Write out exactly the lines below that run from the line containing "Practice step: find the tree" through the last line of the records.

----------

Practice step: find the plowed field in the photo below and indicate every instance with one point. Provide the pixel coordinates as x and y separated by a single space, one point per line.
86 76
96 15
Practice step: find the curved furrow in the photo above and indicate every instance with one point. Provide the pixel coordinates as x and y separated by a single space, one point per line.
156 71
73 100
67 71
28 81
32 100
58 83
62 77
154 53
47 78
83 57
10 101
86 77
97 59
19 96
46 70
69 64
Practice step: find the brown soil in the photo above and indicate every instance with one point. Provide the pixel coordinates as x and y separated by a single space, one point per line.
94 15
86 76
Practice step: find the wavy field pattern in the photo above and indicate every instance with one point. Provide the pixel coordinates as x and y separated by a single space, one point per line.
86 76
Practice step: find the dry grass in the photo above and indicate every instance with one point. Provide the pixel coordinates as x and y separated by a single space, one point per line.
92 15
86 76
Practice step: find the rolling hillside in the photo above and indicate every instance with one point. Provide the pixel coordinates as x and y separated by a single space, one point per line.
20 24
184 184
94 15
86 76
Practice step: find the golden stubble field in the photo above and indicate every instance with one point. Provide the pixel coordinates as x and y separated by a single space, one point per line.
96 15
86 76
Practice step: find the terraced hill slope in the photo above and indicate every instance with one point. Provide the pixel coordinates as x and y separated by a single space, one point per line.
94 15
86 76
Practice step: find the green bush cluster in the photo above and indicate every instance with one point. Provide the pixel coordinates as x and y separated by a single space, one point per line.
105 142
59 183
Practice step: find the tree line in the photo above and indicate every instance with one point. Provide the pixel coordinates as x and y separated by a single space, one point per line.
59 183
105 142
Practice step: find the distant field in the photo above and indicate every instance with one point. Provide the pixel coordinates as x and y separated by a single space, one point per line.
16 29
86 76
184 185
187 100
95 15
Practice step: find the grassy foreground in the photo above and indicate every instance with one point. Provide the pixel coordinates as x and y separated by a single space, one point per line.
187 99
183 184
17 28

----------

Worked solution ->
Practice step: find the tree line in the photo above and indicate every instance with one point. Provide the pixel coordinates as x and y separated by a single space, one point per line.
59 183
105 142
Practice step: find the distant field in the photo above and indicate every instance with one point. Provide the pixel coordinates as x and y separated by a single space, one point per line.
16 29
86 76
184 185
187 100
95 15
Practice step: find the grassy foreground in the photo above and indicate every instance with one point. Provide the pixel coordinates as x and y separated by a single space, one point per line.
187 99
183 184
17 28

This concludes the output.